[start of TASK INPUTS]
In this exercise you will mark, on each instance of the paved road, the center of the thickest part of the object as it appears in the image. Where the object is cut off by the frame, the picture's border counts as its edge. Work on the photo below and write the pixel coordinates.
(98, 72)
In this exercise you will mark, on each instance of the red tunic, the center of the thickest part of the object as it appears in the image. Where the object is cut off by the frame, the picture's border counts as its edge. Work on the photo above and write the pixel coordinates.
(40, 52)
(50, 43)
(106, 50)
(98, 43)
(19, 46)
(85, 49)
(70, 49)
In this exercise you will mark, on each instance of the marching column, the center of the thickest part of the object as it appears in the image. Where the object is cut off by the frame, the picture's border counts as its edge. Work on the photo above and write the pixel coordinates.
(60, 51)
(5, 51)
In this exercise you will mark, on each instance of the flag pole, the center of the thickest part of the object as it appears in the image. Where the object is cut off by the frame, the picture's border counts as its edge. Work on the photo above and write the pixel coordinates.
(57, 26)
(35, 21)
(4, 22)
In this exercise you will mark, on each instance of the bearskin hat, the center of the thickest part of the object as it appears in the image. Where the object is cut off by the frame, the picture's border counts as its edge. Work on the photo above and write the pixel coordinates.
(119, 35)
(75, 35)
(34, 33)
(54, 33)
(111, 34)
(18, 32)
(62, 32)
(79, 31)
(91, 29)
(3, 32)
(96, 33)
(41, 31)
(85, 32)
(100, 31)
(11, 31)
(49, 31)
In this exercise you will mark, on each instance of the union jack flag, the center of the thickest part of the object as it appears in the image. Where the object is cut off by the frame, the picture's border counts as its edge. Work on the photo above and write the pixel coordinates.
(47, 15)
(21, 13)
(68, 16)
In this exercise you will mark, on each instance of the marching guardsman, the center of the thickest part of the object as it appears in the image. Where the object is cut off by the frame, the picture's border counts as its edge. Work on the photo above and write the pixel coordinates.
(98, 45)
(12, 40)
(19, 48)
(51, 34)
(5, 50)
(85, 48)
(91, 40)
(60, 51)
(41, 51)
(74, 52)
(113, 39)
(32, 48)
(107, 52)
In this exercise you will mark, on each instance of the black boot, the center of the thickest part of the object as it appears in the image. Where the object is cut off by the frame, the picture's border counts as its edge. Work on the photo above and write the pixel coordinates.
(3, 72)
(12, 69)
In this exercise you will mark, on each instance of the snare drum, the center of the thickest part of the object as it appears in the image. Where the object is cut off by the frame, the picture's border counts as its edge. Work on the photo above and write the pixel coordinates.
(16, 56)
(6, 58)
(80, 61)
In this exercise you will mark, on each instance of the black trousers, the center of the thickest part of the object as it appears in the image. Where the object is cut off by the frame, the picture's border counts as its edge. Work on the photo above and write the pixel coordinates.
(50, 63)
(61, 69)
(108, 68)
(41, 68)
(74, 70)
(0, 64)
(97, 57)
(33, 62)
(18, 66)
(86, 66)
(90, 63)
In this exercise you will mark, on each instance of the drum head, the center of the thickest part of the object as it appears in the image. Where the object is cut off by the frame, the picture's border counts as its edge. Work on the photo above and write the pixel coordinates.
[end of TASK INPUTS]
* **WHAT YOU HAVE TO DO**: Copy out all of the entries above again, but swap "thickest part" for "widest part" everywhere it occurs. Leave everything else as it stands.

* **ANSWER FOR THE TASK**:
In this exercise you will mark, on each instance of the paved road, the center of the widest part of the object as it appears in the image. Where the object is cut off by the frame, the picture's border counts as its edge. Work on the photo below and write the pixel coordinates.
(98, 72)
In this exercise you will mark, on each instance of the red tunic, the center of the widest part of the object as it appears in the image. Where the object is cut off by the frame, the picture's border counts as its edge. Work on the photo above and write the pixel coordinates.
(40, 52)
(50, 43)
(106, 50)
(98, 43)
(19, 46)
(85, 49)
(70, 49)
In this exercise you will mark, on each instance of the marching column, the center of the widest part of the object as it appears in the image. Where the object is cut off by the frame, the picture's border counts as its edge. Work on the photo above and write the pixel coordinates.
(60, 51)
(5, 51)
In this exercise you will mark, on each instance of the flag pole, the center of the widest part of the object as it appears in the image. Where the object is cut off by the frame, the picture's border counts as its edge. Work on the photo above and write the pixel coordinates.
(57, 26)
(35, 21)
(4, 22)
In this exercise you will mark, on each instance of the bearskin hat, the center of the widest part of the object as it appears in the image. Where the object is cut off by the frame, the picture's border counts as its edge. Work on the photo above and write the pixel coordinates.
(119, 35)
(75, 35)
(34, 33)
(54, 33)
(111, 34)
(18, 32)
(62, 32)
(79, 31)
(91, 29)
(3, 32)
(96, 33)
(41, 31)
(85, 32)
(100, 31)
(11, 31)
(49, 31)
In this exercise you will mark, on each instance of the union jack flag, the center of the widest part of the object as it appears in the image. Where the object is cut off by the frame, the picture's border counts as its edge. Work on the photo above and write the pixel coordinates.
(47, 15)
(21, 13)
(68, 16)
In this exercise you will mark, on each instance of the marching guardsman, the center of the widest part of the object as it appears in the image. Where the object is cut off by the frame, the picture's border counts as its edge. Work on the photo above and write the pixel coordinates.
(98, 45)
(12, 40)
(19, 48)
(51, 34)
(5, 50)
(85, 48)
(91, 40)
(60, 51)
(41, 51)
(74, 52)
(113, 39)
(32, 48)
(107, 52)
In this exercise you will mark, on each instance of the black boot, the center of the widest part of the object as it appears in the image. Where the object is cut off by the frame, the picture's border counts as its edge. Work on the photo above and write the pixel coordinates.
(3, 72)
(12, 69)
In this exercise you will mark, on each instance of the snare drum, the center of the widest part of the object as it appears in the image. Where the object is cut off by the frame, the picture's border counts as its edge. Work on the photo above and write the pixel coordinates.
(16, 56)
(6, 58)
(80, 61)
In this exercise you will mark, on each instance of the black trousers, the center of the widest part of the object as it appears in the image. Where the object is cut off by the frame, the picture's border counts as its edge. Work on the photo above and write the pixel coordinates.
(50, 63)
(61, 69)
(108, 68)
(41, 68)
(74, 70)
(0, 64)
(97, 57)
(33, 62)
(18, 66)
(86, 66)
(90, 63)
In this exercise you will mark, on each instance of the drum head, the center of the widest part of the object as it appears in the image. Where the object is cut off by the frame, the picture's border counts as its edge. Work on the photo above and write the pixel coordinates.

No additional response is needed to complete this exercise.